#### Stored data
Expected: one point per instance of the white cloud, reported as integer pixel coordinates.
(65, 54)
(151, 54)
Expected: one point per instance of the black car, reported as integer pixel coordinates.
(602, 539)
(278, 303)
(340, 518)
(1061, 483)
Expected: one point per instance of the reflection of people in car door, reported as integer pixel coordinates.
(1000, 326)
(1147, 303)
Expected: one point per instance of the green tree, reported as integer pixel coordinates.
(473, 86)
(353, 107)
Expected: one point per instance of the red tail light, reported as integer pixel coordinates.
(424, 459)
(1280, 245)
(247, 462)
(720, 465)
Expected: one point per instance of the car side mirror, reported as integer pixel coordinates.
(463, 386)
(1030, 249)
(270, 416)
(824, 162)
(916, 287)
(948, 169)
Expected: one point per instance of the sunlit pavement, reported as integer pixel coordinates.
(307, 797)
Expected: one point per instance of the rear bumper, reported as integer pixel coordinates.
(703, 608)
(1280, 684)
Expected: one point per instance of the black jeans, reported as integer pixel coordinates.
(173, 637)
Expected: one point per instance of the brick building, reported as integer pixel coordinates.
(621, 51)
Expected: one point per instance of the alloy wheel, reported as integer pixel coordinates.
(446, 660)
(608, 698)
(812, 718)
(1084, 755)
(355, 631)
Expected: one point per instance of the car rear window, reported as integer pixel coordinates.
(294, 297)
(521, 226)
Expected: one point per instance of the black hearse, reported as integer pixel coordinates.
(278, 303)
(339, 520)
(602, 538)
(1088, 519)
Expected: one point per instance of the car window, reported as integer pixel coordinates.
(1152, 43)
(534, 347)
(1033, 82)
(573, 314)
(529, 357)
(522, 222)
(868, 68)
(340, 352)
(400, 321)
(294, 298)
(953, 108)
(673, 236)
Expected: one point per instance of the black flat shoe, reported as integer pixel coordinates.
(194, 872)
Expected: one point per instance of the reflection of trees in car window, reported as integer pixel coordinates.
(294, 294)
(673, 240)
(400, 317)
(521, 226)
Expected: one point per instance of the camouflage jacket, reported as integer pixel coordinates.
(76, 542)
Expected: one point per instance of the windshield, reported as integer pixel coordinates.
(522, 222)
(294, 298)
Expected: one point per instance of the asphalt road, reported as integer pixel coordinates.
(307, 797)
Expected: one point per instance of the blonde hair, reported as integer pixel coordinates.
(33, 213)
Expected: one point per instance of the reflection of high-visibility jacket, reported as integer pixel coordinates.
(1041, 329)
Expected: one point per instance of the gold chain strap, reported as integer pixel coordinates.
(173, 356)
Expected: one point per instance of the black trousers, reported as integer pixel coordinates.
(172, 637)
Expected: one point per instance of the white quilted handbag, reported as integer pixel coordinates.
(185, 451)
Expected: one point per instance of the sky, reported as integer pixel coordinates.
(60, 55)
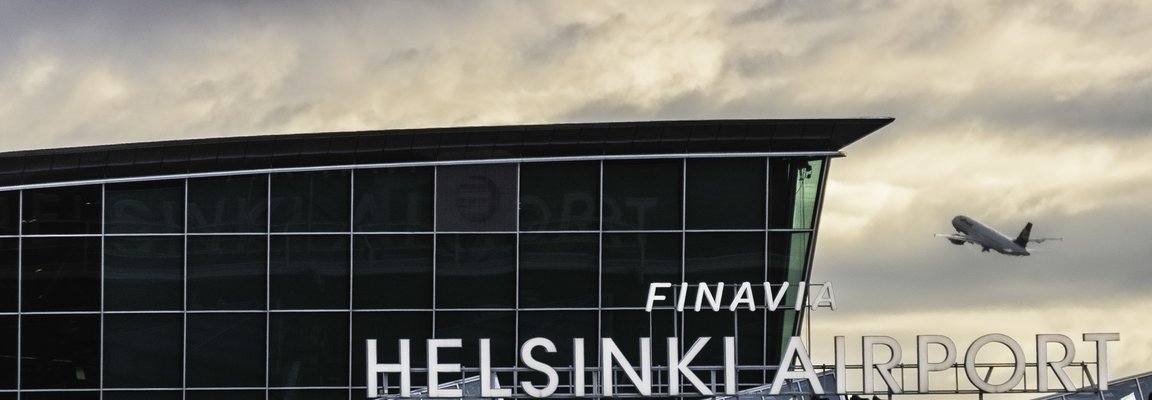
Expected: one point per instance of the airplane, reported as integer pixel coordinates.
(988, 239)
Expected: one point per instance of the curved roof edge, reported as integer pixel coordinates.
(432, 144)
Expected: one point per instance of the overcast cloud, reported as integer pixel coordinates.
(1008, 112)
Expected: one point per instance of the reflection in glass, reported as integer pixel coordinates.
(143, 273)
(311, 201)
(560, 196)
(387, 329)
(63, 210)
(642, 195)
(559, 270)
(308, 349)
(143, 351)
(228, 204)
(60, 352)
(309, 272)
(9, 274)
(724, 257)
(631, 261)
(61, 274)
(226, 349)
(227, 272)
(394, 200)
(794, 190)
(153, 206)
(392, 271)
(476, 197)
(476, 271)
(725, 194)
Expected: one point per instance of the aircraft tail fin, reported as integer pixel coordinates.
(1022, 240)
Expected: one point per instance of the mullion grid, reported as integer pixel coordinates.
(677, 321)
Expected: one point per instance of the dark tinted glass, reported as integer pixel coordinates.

==

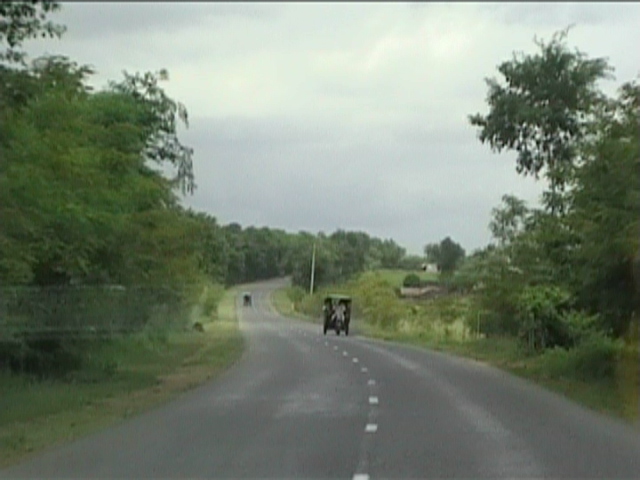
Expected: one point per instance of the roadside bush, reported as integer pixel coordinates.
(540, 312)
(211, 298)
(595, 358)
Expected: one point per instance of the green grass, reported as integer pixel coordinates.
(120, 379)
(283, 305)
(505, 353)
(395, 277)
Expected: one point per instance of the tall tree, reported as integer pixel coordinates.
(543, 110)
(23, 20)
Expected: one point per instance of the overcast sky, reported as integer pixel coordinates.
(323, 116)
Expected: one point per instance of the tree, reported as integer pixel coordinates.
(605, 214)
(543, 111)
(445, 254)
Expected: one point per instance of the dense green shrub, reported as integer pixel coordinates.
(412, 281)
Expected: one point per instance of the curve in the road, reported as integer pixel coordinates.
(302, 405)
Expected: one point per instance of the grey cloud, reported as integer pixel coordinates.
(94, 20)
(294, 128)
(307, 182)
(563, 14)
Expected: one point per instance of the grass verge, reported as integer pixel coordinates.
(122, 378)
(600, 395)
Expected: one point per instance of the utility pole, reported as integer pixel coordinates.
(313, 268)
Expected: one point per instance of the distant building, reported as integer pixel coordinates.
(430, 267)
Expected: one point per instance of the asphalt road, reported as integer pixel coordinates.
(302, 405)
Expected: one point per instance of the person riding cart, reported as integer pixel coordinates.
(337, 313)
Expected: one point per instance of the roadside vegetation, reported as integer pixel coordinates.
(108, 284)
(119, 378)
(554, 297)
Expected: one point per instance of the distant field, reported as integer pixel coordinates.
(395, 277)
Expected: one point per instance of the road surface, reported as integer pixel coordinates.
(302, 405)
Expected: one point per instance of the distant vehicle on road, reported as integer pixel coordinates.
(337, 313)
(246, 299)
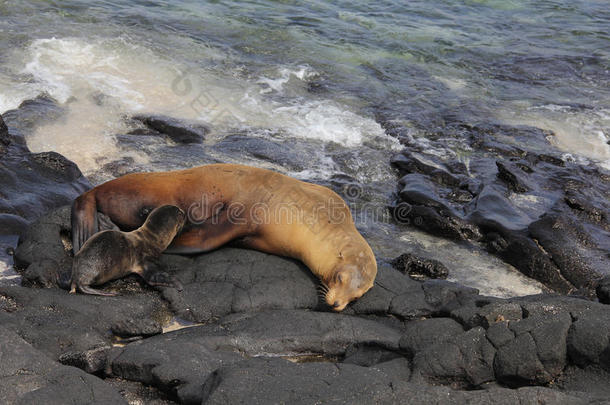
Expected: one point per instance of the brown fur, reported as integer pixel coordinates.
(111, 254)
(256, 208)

#### TASK PROMPT
All that should be printed is the run of lines above from the one with "Expected: one point per instance of the black trousers, reported" through the one with "Expected: one point per instance of the dark", both included, exactly as given, with pictures left out.

#### ANSWER TO THIS EXERCISE
Expected: one point per instance of the black trousers, reported as integer pixel coordinates.
(172, 637)
Expected: one point per instance of the white quilted handbag, reported as integer pixel coordinates.
(185, 451)
Expected: one point per instance of the sky, reported as integer pixel coordinates.
(60, 55)
Expected: one point per instance of the airplane, reported as integer pixel coordinates.
(988, 239)
Expected: one point per instance of the curved roof edge, reported as integer pixel coordinates.
(432, 144)
Expected: one point per instance of the overcast cloud, reported as integer pixel coordinates.
(1008, 112)
Expected: one point per instance of the reflection in glass, reported as integer pixel coordinates.
(143, 273)
(311, 201)
(560, 196)
(387, 329)
(63, 210)
(642, 195)
(559, 270)
(308, 349)
(143, 351)
(228, 204)
(60, 352)
(309, 272)
(9, 274)
(724, 257)
(631, 261)
(61, 274)
(226, 349)
(227, 272)
(394, 200)
(794, 190)
(153, 206)
(392, 271)
(476, 197)
(476, 271)
(725, 194)
Expected: one point per instance of the aircraft tail fin, reported as integer pixel coordinates.
(1022, 240)
Expected: one point per instance of the mullion grid, reported as integer pixel coordinates.
(677, 321)
Expected: one point per instance of the dark tinted glass, reported as integer pixel coordinates.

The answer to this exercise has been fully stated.